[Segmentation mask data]

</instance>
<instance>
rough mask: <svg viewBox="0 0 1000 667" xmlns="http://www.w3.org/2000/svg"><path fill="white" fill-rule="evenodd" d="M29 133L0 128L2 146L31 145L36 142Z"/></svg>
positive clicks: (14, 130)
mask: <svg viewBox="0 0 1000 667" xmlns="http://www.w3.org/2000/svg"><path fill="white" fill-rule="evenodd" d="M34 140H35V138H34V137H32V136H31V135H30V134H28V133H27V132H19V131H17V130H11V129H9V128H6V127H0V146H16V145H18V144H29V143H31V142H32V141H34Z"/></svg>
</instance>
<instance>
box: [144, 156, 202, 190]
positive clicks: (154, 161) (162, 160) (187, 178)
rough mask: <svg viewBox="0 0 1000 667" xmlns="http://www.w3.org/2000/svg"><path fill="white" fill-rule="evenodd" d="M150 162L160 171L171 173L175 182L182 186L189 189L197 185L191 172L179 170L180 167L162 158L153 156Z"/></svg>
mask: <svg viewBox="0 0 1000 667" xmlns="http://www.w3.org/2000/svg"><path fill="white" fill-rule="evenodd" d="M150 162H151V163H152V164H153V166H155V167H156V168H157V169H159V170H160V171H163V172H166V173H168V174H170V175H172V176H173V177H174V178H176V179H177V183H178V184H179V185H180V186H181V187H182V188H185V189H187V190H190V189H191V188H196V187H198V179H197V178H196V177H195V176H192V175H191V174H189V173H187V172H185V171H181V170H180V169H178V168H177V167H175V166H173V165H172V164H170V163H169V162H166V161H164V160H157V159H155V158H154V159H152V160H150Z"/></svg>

◆ **What to do**: Your reply must be a faithful copy of each entry above.

◆ **Written answer**:
</instance>
<instance>
rough mask: <svg viewBox="0 0 1000 667" xmlns="http://www.w3.org/2000/svg"><path fill="white" fill-rule="evenodd" d="M29 133L0 128L2 146L31 145L36 142Z"/></svg>
positive clicks: (14, 130)
mask: <svg viewBox="0 0 1000 667" xmlns="http://www.w3.org/2000/svg"><path fill="white" fill-rule="evenodd" d="M34 140H35V138H34V137H32V136H31V135H30V134H28V133H27V132H19V131H17V130H11V129H9V128H6V127H0V146H16V145H18V144H29V143H31V142H32V141H34Z"/></svg>
</instance>
<instance>
box: [144, 156, 202, 190]
positive clicks: (154, 161) (162, 160) (187, 178)
rough mask: <svg viewBox="0 0 1000 667" xmlns="http://www.w3.org/2000/svg"><path fill="white" fill-rule="evenodd" d="M150 162L160 171L171 173L175 182L182 186L189 189L197 185L191 172L179 170L180 167L162 158L153 156Z"/></svg>
mask: <svg viewBox="0 0 1000 667" xmlns="http://www.w3.org/2000/svg"><path fill="white" fill-rule="evenodd" d="M150 162H151V163H152V164H153V166H155V167H156V168H157V169H159V170H160V171H163V172H166V173H168V174H170V175H172V176H173V177H174V178H176V179H177V183H178V184H179V185H180V186H181V187H182V188H185V189H187V190H190V189H191V188H196V187H198V179H197V178H196V177H195V176H192V175H191V174H189V173H187V172H185V171H181V170H180V169H178V168H177V167H175V166H173V165H172V164H170V163H169V162H166V161H164V160H157V159H155V158H154V159H152V160H150Z"/></svg>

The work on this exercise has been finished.